Task brief => Report every line of the listing below that contains the string "leafy". Case counts.

Dataset extract =>
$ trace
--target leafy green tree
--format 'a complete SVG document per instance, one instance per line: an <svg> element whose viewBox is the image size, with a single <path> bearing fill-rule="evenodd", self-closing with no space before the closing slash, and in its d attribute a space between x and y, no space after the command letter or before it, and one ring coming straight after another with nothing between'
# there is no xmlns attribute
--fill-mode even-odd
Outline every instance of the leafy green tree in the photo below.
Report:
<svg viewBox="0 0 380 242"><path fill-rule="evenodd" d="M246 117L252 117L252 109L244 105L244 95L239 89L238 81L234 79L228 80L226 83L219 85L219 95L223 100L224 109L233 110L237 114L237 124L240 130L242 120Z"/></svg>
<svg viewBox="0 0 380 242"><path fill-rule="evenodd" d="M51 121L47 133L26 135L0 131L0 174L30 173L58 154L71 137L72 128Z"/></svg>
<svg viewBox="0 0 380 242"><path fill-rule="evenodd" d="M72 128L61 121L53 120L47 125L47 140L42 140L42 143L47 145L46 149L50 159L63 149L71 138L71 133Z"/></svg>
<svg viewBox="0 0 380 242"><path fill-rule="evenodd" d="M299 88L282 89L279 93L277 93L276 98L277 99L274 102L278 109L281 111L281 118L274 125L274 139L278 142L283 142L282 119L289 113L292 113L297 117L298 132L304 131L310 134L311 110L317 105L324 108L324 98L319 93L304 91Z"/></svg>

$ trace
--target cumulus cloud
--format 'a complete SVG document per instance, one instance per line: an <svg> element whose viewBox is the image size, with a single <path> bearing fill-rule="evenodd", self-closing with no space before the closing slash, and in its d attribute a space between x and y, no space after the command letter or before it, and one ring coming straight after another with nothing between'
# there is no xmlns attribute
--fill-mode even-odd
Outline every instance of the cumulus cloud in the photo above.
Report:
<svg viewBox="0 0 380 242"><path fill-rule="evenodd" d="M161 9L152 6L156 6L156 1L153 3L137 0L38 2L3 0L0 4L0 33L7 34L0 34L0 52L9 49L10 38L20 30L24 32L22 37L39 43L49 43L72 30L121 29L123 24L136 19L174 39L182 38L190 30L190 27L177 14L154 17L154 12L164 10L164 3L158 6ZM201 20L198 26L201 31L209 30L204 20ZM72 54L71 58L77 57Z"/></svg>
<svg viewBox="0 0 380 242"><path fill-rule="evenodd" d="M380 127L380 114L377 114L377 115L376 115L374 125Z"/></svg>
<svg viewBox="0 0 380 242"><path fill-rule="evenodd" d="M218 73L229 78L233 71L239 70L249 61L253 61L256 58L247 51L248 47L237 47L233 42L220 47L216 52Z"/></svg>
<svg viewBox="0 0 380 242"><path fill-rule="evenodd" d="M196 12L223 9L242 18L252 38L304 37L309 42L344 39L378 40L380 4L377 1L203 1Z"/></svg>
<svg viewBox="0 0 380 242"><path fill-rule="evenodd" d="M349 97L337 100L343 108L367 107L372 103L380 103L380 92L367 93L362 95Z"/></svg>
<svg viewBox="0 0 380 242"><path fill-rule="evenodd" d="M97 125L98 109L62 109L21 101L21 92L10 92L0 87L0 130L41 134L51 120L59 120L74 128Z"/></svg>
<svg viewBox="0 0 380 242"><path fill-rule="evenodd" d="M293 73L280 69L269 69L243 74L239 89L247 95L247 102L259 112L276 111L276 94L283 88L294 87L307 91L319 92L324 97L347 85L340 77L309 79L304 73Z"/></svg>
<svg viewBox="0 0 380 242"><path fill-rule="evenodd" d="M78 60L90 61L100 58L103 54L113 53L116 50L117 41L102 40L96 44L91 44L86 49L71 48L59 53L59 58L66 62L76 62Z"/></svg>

Correct answer =>
--target leafy green tree
Outline every instance of the leafy green tree in the photo below.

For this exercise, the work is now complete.